*** Opening of Records provided ***
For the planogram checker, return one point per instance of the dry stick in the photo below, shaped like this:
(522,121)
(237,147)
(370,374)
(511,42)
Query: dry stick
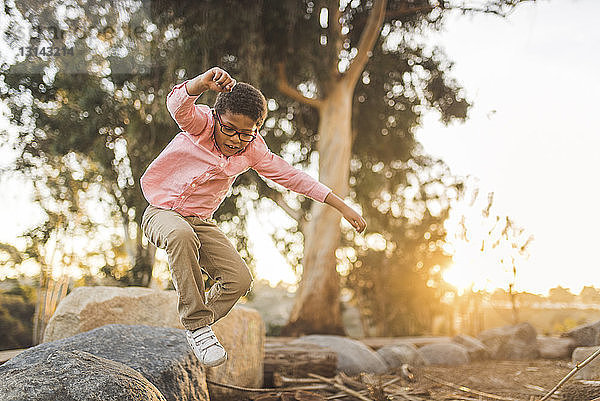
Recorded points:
*** Close of Records provided ***
*** Opening of Records provided ***
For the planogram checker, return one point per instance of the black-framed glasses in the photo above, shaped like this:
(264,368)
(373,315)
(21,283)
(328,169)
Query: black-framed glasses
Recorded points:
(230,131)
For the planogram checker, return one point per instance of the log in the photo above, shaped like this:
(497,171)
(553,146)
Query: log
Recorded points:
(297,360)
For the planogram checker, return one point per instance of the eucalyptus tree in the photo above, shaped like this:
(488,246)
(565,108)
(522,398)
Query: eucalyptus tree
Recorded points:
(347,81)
*** Close of Records provided ***
* Work request *
Look through the data above and report every line in which "shaped" appears.

* Exercise response *
For the planogram checker, return one point per instance of the dry stick in the photo below, shaped like this:
For the planogram checker, return one point per instance of the black-framed glasses in the photo above, shaped like this:
For the planogram checker, return one point per instance of the log in the photo above, shaped like this:
For the planogram checker, return one point per instance of the eucalyptus tree in the photo above, shaped like this:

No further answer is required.